● **Assigned task**: Give the records below again, word for word. No pictures belong in the copy.

***** Source records

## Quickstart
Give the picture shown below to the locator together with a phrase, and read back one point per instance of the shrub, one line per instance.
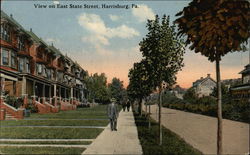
(14, 101)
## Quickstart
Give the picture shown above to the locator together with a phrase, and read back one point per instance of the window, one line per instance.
(52, 74)
(20, 41)
(40, 53)
(39, 69)
(5, 32)
(27, 66)
(21, 64)
(5, 57)
(13, 59)
(45, 71)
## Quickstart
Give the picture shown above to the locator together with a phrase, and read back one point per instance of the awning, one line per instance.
(8, 77)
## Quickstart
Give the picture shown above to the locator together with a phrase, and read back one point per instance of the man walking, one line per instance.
(113, 114)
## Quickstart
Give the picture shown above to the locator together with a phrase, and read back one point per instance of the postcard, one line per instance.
(124, 77)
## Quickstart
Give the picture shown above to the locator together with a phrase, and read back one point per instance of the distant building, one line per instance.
(242, 91)
(204, 86)
(178, 91)
(231, 82)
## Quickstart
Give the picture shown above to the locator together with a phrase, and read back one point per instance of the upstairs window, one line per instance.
(5, 57)
(20, 41)
(27, 66)
(39, 69)
(5, 32)
(40, 53)
(13, 59)
(21, 65)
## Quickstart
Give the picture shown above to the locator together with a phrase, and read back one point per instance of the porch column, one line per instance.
(34, 91)
(24, 91)
(43, 94)
(55, 96)
(71, 95)
(24, 85)
(14, 88)
(60, 93)
(65, 93)
(2, 91)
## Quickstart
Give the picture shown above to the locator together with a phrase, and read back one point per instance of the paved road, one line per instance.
(45, 145)
(201, 131)
(123, 141)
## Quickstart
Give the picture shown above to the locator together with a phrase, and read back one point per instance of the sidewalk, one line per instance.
(123, 141)
(201, 131)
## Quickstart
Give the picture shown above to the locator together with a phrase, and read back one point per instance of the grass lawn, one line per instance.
(48, 142)
(39, 150)
(49, 133)
(99, 111)
(55, 122)
(172, 143)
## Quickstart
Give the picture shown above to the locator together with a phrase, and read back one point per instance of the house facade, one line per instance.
(204, 86)
(242, 91)
(34, 70)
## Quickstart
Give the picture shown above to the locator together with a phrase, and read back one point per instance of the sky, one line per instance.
(106, 40)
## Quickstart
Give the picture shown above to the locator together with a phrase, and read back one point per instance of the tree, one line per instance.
(139, 83)
(97, 88)
(190, 96)
(117, 89)
(215, 28)
(163, 52)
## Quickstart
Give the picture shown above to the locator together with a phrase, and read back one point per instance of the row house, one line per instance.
(31, 69)
(241, 92)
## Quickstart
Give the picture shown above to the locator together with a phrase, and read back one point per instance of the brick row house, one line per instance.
(36, 72)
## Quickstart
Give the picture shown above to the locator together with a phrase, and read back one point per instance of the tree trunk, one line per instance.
(149, 122)
(140, 107)
(219, 109)
(160, 126)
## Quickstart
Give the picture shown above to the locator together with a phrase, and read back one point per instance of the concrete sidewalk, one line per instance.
(123, 141)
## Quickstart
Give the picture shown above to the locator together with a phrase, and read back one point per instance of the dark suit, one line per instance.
(113, 115)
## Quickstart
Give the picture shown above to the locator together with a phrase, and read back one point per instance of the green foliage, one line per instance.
(215, 27)
(163, 52)
(190, 96)
(226, 96)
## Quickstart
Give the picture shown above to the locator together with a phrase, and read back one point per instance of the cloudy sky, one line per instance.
(106, 40)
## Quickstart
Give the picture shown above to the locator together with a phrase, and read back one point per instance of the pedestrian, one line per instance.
(123, 105)
(113, 114)
(128, 105)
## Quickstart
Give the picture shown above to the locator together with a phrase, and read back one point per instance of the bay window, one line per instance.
(20, 41)
(21, 64)
(5, 57)
(27, 66)
(5, 32)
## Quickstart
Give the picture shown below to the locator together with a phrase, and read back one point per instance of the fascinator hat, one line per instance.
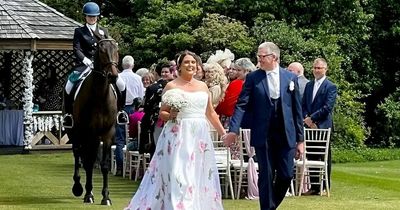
(223, 58)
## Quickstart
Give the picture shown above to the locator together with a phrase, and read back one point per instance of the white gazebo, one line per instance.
(35, 39)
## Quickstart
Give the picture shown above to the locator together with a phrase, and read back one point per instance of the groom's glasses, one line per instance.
(264, 56)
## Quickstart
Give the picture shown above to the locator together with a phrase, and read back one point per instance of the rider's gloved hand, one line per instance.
(87, 62)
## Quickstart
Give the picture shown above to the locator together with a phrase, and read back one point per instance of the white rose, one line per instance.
(291, 86)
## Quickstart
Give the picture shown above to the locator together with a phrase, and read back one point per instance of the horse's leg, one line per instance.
(105, 170)
(77, 189)
(88, 163)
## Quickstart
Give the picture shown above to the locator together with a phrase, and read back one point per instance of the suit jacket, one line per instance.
(320, 110)
(302, 84)
(85, 44)
(255, 98)
(151, 108)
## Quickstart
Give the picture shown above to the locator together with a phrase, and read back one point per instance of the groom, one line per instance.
(272, 94)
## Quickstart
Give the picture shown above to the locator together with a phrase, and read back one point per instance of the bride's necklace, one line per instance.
(186, 81)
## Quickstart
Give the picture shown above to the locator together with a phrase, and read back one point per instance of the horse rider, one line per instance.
(85, 43)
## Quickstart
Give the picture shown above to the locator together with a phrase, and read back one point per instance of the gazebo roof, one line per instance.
(31, 24)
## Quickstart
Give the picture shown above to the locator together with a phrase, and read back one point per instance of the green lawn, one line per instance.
(43, 181)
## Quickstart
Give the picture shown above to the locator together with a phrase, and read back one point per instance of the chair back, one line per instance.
(316, 143)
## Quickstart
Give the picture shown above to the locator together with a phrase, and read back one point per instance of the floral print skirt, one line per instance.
(182, 173)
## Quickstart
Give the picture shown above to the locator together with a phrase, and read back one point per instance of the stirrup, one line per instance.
(66, 116)
(124, 115)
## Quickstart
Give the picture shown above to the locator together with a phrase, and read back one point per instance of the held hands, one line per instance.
(173, 113)
(310, 123)
(229, 139)
(299, 151)
(87, 62)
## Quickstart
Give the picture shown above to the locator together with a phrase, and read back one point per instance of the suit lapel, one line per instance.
(264, 82)
(283, 82)
(310, 92)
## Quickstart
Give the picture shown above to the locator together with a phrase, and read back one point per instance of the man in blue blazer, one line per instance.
(318, 102)
(272, 94)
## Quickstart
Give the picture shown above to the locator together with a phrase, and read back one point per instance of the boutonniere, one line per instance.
(291, 86)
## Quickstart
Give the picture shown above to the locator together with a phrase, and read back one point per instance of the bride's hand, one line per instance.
(229, 139)
(173, 113)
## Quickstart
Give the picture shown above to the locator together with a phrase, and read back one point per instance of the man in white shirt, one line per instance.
(134, 89)
(318, 103)
(298, 69)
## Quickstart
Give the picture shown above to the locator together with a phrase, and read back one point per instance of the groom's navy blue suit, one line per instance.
(276, 127)
(320, 110)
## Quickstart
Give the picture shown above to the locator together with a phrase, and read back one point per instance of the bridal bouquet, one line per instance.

**********

● **Solution to the exercise**:
## Quickstart
Give the picture shown below to the locator together with a phrase, and read back one point per instance of the shrub, one line per instance.
(14, 101)
## Quickstart
Give the picture shown above to the locator together with a phrase, and read back one point per instance of the window, one line per instance.
(52, 74)
(20, 41)
(40, 53)
(39, 69)
(5, 32)
(27, 66)
(21, 64)
(5, 57)
(13, 59)
(45, 71)
## Quickstart
Give the picture shown above to the locator together with a phrase, and read back one point per instance of the awning, one line per instance.
(8, 77)
## Quickstart
Give the picture shown above to the locator together with a phrase, and read back one point per instance of the man walking, one line per instance.
(113, 114)
## Quickstart
Give the picture shown above to the locator together with a phrase, and read back one point per instance of the postcard, one line per instance.
(124, 77)
## Quickstart
Give the picture shown above to the locator together with a phrase, and read back one point per instance of the distant building, one line per instance.
(242, 91)
(204, 86)
(178, 91)
(231, 82)
## Quickstart
Give the picture shown above to the locator together with a phrase, and read back one point per instance of the upstairs window, one line per instance.
(5, 57)
(20, 41)
(27, 66)
(39, 69)
(5, 32)
(40, 53)
(13, 59)
(21, 65)
## Quickstart
Give the picture shown above to the locator together with a phrase, and read back one point per instance of the porch column, one line per instance.
(34, 91)
(24, 91)
(43, 94)
(55, 96)
(71, 95)
(24, 85)
(14, 88)
(60, 93)
(65, 93)
(2, 91)
## Quickstart
Give the picture shown above to the locator together with a phrase, and read back one point per instance of the paved road, one line per instance.
(45, 145)
(201, 131)
(123, 141)
## Quickstart
Give the picture shown above to the locator together with a phrase, and read back one point per instance of the sidewalk, one line per instance.
(123, 141)
(201, 131)
## Quickstart
Give the picture shown above to the locator together with a phrase, and read back one point per instance of the grass lawn, one line per instance.
(48, 142)
(39, 150)
(49, 133)
(99, 111)
(55, 122)
(172, 143)
## Quickstart
Give the picture shown above to the locator together with a phrase, and read back one point per instance of the house facade, one line per instance.
(204, 86)
(242, 91)
(34, 70)
## Quickstart
Give the picture shown above to the locator together with a phrase, and read back one point per instance of the sky, one line per instance.
(106, 40)
## Quickstart
Give the picture shown above to the locator together with a phrase, and read back one point per instance of the tree, one line per instance.
(139, 83)
(97, 88)
(190, 96)
(117, 89)
(215, 28)
(163, 52)
## Quickstart
Give the picture shown above to the locator together with a phrase, and read back one point per instance of the row house, one line per instance.
(31, 69)
(241, 92)
## Quickstart
Give the picture shown above to the locator together with a phrase, and read back one point per instance of the brick row house, one line per instance.
(36, 72)
## Quickstart
Give the picture shown above to the locator together with a phrase, and read back one point per instance of the tree trunk, one line per instance.
(149, 122)
(140, 107)
(219, 109)
(160, 126)
## Quickstart
Give the picture shown above to the locator together with a phrase, and read back one point per instance of the concrete sidewalk, one line per instance.
(123, 141)
## Quickstart
Give the picture shown above to the locator together with a phrase, and read back one point per instance of the dark suit, one line per instance.
(113, 115)
## Quickstart
Give the picture shown above to the locator together with a phrase, and read back one point per instance of the green foliage, one line per instance.
(215, 27)
(163, 52)
(190, 96)
(226, 96)
## Quickstart
Give the picture shown above to the locator together with a phrase, and read back one point per instance of the cloudy sky, one line per instance.
(106, 40)
## Quickstart
Give the picture shown above to the locator together with a phrase, and read back one point per instance of the pedestrian, one line per instance.
(123, 105)
(113, 114)
(128, 105)
## Quickstart
Give the picture shown above to the locator together with a phrase, and read back one point per instance of the bay window, one line per instance.
(20, 41)
(21, 64)
(5, 57)
(27, 66)
(5, 32)
## Quickstart
Give the picture shown below to the locator together with a phrase, and read back one point per instance of the fascinator hat, one line per instance.
(223, 58)
## Quickstart
Give the picture shown above to the locator together with a phrase, and read back one point per instance of the white gazebo, one line per instance.
(35, 39)
## Quickstart
Give the picture shown above to the locator together with a phrase, and read back one point per instance of the groom's glasses, one line per instance.
(264, 56)
## Quickstart
Give the picture shown above to the locator together with a phrase, and read back one point per instance of the rider's gloved hand, one line per instance.
(87, 62)
## Quickstart
Give the picture shown above to the locator together with a phrase, and read back one point per instance of the white rose, one line per instance.
(291, 86)
## Quickstart
Give the picture shown above to the locator together with a phrase, and read back one point per instance of the horse's leg, one line per instance.
(105, 170)
(77, 189)
(88, 163)
## Quickstart
Give the picture shown above to the locator together with a phrase, and read back one point per instance of the suit jacket, one line per instance.
(320, 110)
(302, 84)
(85, 44)
(255, 98)
(151, 108)
## Quickstart
Give the picture shown above to the locator together with a phrase, and read back one point per instance of the groom, one line per instance.
(272, 94)
## Quickstart
Give the picture shown above to the locator together with a phrase, and read back one point per instance of the bride's necklace, one line per instance.
(186, 81)
## Quickstart
Give the picture shown above to the locator together with a phrase, and read back one point per instance of the horse rider, one line per instance.
(85, 43)
## Quickstart
Give the picture shown above to the locator together with a phrase, and read back one point per instance of the gazebo roof, one line per instance.
(31, 24)
## Quickstart
Give the picture shown above to the locator together with a phrase, and read back one point per instance of the green lawn, one line per instance.
(43, 181)
## Quickstart
Give the picture shown above to the locator together with a phrase, and read back one point per instance of the chair back, one line per instance.
(316, 143)
## Quickstart
Give the picture shown above to the locator together with a phrase, and read back one point per instance of the floral print skirt, one line per instance.
(182, 173)
## Quickstart
Give the picture shown above to the locator together with a phrase, and read back one point per instance of the stirrup, one line per instance.
(66, 116)
(124, 115)
## Quickstart
Give the picture shown above to the locator together with a phrase, and read back one point per instance of the held hands, one line per instance.
(173, 113)
(310, 123)
(229, 139)
(299, 151)
(87, 62)
## Quickstart
Give the picture shown above to the locator together with a phrase, and read back one point per instance of the suit lapel, one line per instance.
(264, 82)
(283, 82)
(310, 92)
## Quickstart
Give the picture shown above to the locator together with a phrase, and read back one point per instance of the man in blue blazer, one line per instance.
(318, 102)
(272, 94)
## Quickstart
Give the picture shown above to the locator together with a phrase, and read back one point per instance of the boutonniere, one line per instance.
(291, 86)
## Quickstart
Give the picture shown above to the locator together with a phrase, and read back one point per instance of the bride's hand, one line per instance.
(229, 139)
(173, 113)
## Quickstart
Give the picture shown above to the locator together with a phrase, and read back one point per instance of the man in white shirt, one line per instance.
(134, 89)
(318, 103)
(298, 69)
## Quickstart
Give the picture shown above to the locator together with a phrase, and read back one point per instance of the groom's navy blue suit, one line per instance.
(276, 127)
(320, 110)
## Quickstart
Give the picture shown above to the locator together with a phrase, and read back one point per instance of the bridal bouquet, one line per instance.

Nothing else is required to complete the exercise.